(DATA RECORDS begins)

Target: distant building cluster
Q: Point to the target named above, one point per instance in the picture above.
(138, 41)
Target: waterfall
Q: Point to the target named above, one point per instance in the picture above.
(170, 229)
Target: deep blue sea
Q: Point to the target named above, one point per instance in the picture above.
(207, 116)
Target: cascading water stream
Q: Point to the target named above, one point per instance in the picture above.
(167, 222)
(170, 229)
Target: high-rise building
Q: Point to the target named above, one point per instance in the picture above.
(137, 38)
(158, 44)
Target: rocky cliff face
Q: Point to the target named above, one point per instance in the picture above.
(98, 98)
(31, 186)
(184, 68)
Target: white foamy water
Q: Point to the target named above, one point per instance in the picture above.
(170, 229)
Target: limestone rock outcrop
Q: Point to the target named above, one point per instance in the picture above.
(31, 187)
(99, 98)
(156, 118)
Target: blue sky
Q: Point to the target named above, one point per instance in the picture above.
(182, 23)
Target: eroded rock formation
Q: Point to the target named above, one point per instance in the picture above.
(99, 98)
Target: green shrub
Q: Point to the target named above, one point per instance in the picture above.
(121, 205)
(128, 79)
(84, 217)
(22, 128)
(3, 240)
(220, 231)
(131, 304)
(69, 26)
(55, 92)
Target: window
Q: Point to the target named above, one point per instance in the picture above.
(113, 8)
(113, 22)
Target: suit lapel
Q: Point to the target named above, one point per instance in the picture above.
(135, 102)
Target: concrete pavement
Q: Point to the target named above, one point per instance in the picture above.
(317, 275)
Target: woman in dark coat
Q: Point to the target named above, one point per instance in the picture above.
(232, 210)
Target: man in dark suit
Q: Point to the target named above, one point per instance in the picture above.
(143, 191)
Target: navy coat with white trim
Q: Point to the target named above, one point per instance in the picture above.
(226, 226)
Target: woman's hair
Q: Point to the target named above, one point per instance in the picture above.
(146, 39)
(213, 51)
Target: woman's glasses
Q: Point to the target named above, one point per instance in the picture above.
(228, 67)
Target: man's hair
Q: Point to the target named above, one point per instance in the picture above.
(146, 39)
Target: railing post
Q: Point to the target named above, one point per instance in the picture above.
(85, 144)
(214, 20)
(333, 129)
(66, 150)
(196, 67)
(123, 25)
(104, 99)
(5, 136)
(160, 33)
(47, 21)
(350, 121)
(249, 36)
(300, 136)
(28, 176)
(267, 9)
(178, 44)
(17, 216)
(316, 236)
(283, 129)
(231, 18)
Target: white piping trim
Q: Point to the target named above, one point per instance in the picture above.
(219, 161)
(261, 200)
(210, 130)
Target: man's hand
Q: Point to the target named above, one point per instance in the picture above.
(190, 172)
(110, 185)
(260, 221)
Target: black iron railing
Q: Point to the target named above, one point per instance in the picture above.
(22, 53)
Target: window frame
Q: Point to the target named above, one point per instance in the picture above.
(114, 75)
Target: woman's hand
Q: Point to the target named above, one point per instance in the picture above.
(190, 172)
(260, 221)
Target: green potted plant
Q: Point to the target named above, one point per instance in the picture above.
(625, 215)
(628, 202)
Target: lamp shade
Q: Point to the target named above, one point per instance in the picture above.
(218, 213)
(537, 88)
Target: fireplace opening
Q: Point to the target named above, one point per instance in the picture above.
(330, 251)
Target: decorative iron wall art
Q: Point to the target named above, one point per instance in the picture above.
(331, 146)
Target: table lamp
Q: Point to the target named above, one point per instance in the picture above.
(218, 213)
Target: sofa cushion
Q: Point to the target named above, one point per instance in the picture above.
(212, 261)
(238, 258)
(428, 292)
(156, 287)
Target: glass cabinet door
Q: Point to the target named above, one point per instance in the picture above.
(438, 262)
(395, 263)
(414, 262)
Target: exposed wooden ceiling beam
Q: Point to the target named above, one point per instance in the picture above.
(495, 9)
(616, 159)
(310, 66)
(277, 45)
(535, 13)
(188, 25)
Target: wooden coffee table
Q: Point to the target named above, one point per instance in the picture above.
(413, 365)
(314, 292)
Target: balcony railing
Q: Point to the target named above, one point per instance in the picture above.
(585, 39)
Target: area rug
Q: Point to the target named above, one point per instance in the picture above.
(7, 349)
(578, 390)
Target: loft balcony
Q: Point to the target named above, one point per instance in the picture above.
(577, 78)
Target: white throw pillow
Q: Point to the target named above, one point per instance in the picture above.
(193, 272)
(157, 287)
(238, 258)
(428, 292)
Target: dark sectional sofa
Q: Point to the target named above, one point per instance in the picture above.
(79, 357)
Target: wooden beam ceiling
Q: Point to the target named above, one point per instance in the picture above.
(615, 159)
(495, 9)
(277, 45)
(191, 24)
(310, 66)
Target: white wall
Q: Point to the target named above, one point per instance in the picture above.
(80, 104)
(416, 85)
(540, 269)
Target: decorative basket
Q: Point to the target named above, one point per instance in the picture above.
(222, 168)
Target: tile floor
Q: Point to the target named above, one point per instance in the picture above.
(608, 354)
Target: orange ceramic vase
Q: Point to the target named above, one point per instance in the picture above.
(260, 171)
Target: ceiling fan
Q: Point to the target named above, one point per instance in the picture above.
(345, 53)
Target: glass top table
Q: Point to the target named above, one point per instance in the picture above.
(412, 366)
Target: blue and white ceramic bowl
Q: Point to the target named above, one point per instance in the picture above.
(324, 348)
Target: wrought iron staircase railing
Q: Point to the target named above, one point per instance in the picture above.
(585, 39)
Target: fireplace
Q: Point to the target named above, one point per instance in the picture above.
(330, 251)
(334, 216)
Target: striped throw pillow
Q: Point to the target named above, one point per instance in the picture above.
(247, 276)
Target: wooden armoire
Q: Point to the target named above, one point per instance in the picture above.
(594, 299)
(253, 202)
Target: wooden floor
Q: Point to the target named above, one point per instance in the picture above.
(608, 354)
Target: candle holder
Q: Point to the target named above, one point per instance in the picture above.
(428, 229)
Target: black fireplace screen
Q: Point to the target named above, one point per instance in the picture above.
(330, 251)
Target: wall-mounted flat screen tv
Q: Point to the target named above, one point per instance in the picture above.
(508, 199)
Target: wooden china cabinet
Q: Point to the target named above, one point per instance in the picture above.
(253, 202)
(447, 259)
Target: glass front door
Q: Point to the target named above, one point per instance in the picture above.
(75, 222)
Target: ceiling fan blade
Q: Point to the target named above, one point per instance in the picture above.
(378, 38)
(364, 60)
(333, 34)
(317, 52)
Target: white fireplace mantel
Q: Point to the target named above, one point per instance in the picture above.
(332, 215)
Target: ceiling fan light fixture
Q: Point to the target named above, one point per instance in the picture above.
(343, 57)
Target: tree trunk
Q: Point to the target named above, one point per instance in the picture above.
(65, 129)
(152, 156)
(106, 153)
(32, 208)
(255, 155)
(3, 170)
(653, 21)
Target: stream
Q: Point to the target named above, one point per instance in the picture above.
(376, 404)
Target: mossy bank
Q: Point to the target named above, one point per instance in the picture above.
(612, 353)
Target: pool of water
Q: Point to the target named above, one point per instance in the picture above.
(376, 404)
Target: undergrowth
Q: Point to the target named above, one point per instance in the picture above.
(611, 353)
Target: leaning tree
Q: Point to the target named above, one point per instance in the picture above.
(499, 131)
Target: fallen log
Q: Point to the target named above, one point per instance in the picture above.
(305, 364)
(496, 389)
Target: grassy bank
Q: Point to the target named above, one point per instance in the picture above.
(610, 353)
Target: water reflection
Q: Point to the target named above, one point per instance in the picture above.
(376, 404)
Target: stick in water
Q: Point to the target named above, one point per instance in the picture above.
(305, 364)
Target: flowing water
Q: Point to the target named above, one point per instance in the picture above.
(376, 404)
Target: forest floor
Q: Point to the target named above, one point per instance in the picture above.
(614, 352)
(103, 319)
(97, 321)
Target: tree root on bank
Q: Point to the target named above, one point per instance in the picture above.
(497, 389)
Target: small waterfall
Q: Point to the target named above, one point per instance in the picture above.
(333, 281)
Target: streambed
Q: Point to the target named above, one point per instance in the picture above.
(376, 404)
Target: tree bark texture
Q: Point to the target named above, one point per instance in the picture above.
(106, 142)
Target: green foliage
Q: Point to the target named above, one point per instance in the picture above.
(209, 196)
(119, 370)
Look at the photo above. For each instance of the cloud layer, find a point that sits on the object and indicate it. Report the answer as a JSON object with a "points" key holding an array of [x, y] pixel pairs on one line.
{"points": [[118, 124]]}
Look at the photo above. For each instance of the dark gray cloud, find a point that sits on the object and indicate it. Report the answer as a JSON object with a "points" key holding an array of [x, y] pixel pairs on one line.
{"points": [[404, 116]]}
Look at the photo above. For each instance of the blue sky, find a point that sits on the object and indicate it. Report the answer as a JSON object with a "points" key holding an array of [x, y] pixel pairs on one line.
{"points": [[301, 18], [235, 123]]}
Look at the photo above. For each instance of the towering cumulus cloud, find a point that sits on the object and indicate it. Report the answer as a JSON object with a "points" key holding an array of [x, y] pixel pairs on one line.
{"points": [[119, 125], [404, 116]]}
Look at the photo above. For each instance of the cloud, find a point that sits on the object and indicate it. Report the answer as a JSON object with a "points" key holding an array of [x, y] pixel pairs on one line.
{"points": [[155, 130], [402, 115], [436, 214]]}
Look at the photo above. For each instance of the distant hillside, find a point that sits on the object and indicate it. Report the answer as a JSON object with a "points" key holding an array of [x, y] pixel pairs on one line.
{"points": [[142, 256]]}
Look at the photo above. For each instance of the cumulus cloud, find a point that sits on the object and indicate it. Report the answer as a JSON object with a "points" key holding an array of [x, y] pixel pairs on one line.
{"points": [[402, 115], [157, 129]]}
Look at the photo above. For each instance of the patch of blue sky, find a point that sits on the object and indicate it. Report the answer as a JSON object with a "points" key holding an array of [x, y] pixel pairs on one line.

(DATA RECORDS ends)

▸ **TASK OBJECTIVE**
Only the lines above starting at the one containing "Target: ceiling fan light fixture" and ending at the one containing "Target: undergrowth", both included, are to be returned, exactly as they read.

▸ **YOUR SOLUTION**
Target: ceiling fan light fixture
Q: Point to the target named above, one point per instance in the picture above.
(343, 57)
Target: tree trunk
Q: Point to the target named above, one point per instance in the picture above.
(65, 129)
(152, 156)
(106, 153)
(32, 208)
(255, 155)
(3, 170)
(653, 21)
Target: stream
Q: Point to the target named above, one point per instance in the picture above.
(376, 404)
Target: mossy bank
Q: Point to the target named above, one point per instance in the picture above.
(612, 353)
Target: pool of water
Q: Point to the target named above, one point per instance in the picture above.
(376, 404)
Target: undergrowth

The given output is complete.